**TEXT BLOCK:**
%%

Olaf the Stout said:


> Good job Kris, especially considering they are quite small minis.



Thanks. In truth I have probably enjoyed painting these a lot more than regular sized figures (probably because they are not cluttered with extra oddments, fancy armour, and the like - which makes things a little easier).


----------



## Olaf the Stout (Apr 14, 2010)

Yeah, lots of detail on a mini can make them look really awesome, but sometimes you can get halfway through painting them and start to wish the they were just a little bit simpler! 

Olaf the Stout


----------



## pogre (Apr 23, 2010)

Olaf the Stout said:


> Yeah, lots of detail on a mini can make them look really awesome, but sometimes you can get halfway through painting them and start to wish the they were just a little bit simpler!
> 
> Olaf the Stout




Amen!

I have a commission sitting on my desk right now with way too many details and bits.

I think the Beastmen look great!


----------



## Shadowslayer (Apr 23, 2010)

I'm still checking in every now and then for the skeletons.


----------



## Kris (Apr 23, 2010)

Apologies for the delay with the skeleton mini's (I've kinda been side-tracked with some WWII figures  ) ...but I will try and take some pictures of the four I have painted this weekend.


----------



## Kris (Apr 26, 2010)

Here's the skeletons...











These are from Caesar Miniatures' 'Undead' pack _(see the link in the first post)_ and you get 35+ in the box (I got 37). Some of the other figures in the pack might also be usable as ghosts, wraiths, etc. (which I hope to slap some paint on soon) - though the vampire figures are a little cheesy.

Next up ...hmm ...not sure yet ...maybe some trolls.


----------



## Shadowslayer (Apr 28, 2010)

That is definitely cool. Thanks for the pics. Its too bad this company doesnt do D&D scale.


----------



## farfade (Jan 19, 2011)

Hi,

(firt, sorry for my broken english)

On your photos, what is the size of the bases the figures are mounted on ?
I wonder if 1:72 minis can be use with a rule system that requires 20mm bases.

How have you mounted it ? You've cut the original base and glued the feet directly on the new base ?

Thanks,

raph


----------



## Kris (Jan 19, 2011)

The bases are (UK) one pence coins - which are around 20mm in diameter.

%%

**YOUR OBJECTIVE:**
According to the miniatures painting thread, what did Kris use as bases for the figures?

[Labeling and segmentation records]
%%

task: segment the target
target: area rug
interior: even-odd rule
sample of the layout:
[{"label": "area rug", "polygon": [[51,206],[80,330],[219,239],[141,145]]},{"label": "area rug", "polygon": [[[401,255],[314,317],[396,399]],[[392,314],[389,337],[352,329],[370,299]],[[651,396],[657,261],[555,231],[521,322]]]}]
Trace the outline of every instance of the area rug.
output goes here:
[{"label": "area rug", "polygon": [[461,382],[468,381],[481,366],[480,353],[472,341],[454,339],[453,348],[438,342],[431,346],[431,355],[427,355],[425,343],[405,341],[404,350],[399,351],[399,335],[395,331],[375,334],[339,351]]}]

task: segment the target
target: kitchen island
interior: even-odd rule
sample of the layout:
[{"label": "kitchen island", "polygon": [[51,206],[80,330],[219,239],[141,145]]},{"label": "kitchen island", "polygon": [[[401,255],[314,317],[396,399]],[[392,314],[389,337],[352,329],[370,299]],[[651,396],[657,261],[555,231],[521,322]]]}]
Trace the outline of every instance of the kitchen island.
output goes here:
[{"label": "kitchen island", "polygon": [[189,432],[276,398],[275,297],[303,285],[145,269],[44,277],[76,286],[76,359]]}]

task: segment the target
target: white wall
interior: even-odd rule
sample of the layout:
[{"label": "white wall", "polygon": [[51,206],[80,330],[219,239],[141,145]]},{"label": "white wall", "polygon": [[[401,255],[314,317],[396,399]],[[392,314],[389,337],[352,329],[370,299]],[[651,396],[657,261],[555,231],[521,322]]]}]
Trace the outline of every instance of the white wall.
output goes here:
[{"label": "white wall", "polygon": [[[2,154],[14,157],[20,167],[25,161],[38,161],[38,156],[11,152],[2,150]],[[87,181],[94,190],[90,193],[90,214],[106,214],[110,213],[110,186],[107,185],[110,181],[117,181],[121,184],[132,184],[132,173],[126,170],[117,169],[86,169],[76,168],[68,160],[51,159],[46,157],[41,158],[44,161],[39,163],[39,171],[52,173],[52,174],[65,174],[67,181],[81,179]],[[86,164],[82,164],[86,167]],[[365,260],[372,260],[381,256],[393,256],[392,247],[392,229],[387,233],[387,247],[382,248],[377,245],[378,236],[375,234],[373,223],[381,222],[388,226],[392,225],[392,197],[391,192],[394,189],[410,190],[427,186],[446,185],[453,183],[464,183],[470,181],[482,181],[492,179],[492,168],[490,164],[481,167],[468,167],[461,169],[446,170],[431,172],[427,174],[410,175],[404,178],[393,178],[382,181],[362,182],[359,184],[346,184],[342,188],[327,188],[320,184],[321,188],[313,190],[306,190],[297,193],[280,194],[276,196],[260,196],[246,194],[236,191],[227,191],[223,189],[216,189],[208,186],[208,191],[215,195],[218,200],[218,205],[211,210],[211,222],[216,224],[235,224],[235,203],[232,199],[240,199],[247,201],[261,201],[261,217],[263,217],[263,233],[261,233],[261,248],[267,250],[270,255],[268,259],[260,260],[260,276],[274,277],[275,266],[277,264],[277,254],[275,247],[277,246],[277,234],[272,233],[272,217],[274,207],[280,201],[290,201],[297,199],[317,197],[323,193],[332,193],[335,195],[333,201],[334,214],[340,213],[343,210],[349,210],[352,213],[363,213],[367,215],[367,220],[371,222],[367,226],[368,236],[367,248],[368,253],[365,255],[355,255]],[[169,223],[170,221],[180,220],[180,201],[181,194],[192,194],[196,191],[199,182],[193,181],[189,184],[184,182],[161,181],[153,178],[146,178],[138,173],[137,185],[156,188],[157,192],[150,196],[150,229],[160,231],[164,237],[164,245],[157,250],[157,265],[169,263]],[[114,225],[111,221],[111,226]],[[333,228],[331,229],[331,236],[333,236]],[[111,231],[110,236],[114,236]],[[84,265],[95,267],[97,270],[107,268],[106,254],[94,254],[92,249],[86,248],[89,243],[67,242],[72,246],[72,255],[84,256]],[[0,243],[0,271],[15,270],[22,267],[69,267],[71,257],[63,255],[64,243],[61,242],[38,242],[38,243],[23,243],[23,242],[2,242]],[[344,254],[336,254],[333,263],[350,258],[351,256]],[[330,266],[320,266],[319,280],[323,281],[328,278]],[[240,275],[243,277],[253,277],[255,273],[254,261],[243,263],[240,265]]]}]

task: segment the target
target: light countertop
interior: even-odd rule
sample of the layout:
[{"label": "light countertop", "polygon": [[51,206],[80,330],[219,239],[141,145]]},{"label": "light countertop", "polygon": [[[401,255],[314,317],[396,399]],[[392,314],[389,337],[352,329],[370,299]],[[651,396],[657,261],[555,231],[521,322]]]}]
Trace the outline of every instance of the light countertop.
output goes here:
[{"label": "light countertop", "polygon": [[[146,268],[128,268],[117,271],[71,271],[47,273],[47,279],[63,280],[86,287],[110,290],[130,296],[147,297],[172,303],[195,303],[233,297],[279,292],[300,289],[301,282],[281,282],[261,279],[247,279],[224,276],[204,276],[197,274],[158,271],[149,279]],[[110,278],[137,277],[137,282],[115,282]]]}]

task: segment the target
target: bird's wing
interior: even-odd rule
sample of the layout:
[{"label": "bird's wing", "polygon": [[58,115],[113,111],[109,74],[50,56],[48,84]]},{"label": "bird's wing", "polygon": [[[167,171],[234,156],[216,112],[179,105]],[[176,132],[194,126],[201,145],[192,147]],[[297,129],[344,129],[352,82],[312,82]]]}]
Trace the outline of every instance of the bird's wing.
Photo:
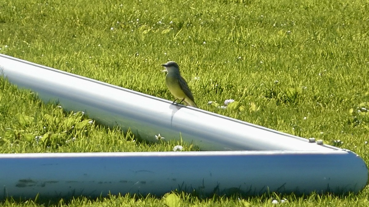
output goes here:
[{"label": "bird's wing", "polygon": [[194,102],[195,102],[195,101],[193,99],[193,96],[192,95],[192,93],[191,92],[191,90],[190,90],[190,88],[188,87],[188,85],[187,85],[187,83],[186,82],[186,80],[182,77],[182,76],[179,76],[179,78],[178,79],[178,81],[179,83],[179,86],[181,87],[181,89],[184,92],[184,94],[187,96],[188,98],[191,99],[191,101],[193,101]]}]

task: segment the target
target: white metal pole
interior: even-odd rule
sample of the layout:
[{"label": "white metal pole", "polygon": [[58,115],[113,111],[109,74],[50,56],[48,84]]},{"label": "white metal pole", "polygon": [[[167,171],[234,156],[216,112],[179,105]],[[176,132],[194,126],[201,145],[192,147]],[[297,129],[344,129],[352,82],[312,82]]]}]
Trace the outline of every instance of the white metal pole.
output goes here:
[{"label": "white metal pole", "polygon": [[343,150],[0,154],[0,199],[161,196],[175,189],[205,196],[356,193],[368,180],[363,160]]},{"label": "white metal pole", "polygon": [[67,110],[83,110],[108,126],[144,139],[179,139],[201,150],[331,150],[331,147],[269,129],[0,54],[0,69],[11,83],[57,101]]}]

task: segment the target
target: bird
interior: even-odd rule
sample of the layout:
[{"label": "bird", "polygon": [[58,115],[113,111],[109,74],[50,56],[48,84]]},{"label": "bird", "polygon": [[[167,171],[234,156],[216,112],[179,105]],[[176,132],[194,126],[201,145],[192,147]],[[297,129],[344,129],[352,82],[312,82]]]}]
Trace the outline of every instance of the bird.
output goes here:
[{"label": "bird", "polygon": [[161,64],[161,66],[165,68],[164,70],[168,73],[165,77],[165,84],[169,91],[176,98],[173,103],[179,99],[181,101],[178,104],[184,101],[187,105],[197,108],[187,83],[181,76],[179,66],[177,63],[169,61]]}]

%%
%%

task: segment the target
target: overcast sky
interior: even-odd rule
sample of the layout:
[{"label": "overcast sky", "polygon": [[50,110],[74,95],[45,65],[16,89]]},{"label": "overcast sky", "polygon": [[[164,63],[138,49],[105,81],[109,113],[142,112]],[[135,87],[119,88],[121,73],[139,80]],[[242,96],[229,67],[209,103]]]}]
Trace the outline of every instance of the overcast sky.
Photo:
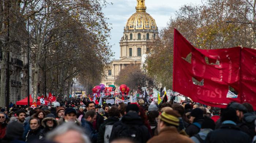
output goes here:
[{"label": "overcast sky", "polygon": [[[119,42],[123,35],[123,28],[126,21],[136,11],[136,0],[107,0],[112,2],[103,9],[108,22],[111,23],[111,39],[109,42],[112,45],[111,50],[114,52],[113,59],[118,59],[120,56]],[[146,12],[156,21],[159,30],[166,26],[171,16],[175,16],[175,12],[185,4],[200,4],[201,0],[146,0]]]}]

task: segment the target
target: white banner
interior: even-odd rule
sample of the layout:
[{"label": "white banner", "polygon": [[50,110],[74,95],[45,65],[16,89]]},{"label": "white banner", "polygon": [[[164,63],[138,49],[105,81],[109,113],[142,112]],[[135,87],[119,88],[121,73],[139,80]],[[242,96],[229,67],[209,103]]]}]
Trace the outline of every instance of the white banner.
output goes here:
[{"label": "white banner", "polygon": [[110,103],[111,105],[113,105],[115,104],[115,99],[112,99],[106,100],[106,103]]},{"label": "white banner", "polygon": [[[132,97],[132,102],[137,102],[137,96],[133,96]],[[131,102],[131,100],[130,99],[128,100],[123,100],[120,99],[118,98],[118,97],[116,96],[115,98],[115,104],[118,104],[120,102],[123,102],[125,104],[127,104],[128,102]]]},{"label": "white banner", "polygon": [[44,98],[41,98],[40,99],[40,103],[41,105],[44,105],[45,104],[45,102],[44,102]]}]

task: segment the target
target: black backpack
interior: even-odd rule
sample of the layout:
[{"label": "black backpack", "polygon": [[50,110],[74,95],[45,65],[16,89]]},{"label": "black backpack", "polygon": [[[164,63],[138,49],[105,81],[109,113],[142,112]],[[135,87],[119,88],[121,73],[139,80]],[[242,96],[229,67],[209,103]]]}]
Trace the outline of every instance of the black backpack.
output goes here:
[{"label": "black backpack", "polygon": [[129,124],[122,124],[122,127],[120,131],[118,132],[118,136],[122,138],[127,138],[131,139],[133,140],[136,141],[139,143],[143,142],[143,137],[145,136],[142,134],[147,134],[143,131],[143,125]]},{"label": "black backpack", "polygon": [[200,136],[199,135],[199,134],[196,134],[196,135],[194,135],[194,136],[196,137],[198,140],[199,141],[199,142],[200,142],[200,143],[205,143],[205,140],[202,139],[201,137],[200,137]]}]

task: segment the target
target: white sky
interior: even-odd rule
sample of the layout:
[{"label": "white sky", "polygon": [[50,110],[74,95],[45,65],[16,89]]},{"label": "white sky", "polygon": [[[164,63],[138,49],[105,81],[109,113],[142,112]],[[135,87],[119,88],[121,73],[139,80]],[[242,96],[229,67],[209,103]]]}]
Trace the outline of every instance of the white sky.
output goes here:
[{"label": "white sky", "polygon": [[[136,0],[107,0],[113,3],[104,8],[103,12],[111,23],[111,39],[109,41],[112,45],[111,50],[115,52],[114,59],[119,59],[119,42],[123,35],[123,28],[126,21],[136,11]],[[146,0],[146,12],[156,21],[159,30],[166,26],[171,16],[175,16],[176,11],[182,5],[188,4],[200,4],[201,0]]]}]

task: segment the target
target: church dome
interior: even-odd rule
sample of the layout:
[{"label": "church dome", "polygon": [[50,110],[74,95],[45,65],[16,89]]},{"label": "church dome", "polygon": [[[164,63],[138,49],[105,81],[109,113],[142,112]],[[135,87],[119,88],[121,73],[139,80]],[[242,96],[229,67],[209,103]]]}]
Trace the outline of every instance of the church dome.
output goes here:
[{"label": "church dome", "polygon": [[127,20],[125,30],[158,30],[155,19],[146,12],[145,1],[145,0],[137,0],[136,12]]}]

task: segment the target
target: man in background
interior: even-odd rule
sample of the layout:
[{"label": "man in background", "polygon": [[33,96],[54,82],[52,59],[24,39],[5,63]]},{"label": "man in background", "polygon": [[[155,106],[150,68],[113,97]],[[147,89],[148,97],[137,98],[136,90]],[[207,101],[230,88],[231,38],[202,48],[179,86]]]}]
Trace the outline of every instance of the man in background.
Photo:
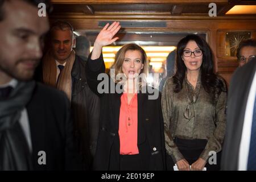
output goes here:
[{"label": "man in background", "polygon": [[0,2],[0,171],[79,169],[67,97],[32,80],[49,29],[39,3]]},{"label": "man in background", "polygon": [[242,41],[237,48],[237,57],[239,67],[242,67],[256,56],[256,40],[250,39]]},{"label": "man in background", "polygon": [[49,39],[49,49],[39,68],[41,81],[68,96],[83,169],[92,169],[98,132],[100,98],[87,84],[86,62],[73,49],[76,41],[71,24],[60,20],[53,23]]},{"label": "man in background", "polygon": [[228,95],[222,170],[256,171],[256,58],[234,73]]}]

%%

**COMPLETED TASK:**
UK one pence coins, which are around 20mm in diameter.